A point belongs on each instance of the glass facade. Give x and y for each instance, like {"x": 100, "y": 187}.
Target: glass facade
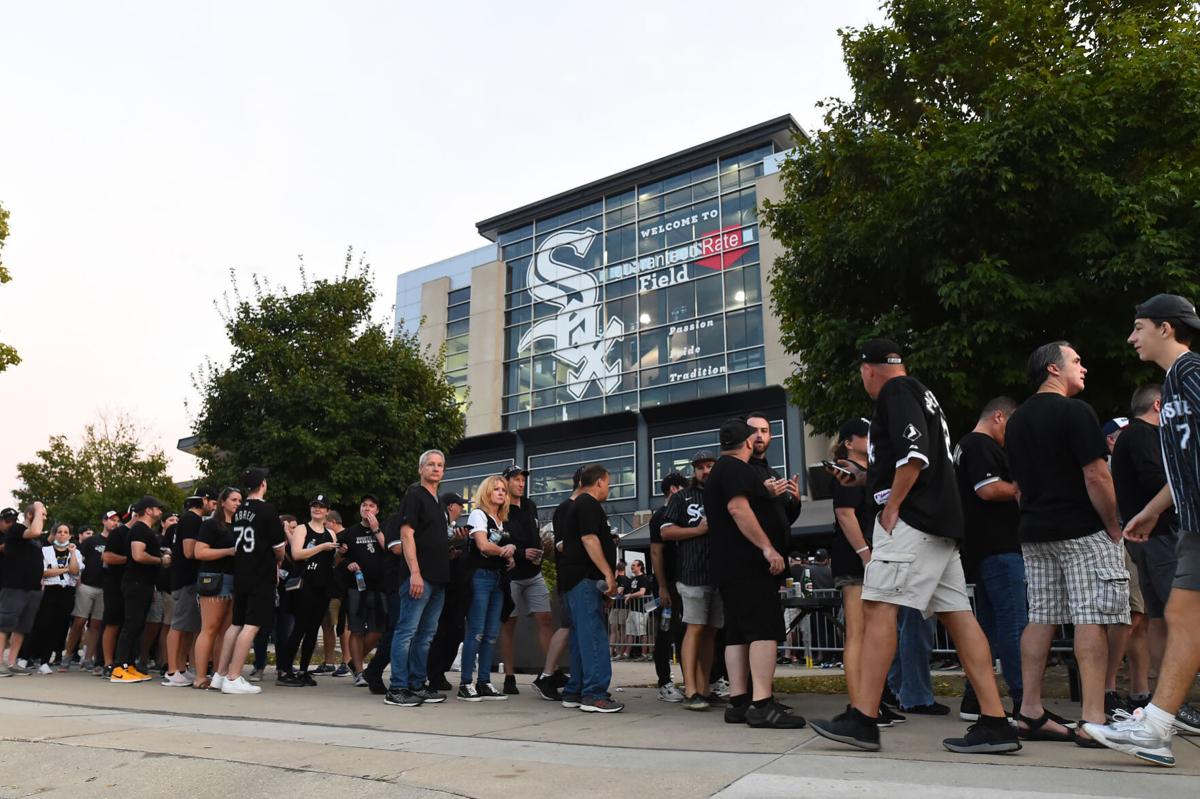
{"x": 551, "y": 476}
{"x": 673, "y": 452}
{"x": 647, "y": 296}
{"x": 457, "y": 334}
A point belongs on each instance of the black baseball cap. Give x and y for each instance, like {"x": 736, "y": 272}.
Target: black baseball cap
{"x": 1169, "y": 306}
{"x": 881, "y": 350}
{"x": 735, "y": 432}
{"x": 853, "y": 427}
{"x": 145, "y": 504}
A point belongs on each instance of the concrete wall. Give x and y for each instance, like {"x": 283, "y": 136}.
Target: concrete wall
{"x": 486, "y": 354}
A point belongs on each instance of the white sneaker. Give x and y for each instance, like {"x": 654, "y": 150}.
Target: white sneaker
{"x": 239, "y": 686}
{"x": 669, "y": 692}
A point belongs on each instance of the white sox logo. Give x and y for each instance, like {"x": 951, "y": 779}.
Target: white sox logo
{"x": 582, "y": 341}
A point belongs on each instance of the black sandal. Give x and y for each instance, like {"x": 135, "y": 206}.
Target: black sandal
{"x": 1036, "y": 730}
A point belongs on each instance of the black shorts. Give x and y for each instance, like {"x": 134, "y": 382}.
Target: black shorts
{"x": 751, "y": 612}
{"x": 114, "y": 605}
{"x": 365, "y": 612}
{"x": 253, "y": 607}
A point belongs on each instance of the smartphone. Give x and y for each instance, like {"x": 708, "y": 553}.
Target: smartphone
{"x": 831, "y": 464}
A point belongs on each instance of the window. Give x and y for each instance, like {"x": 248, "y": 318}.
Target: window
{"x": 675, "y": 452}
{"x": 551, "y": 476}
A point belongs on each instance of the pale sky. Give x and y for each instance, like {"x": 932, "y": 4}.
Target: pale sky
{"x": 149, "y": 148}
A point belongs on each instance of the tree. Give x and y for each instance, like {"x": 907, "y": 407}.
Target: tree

________________

- What to work on
Filter the entries above down to the lines that hold the word "tree", and copy those lines.

- Result of the task
A point belongs on each instance of the tree. Give x and y for each instance, like {"x": 907, "y": 407}.
Target: tree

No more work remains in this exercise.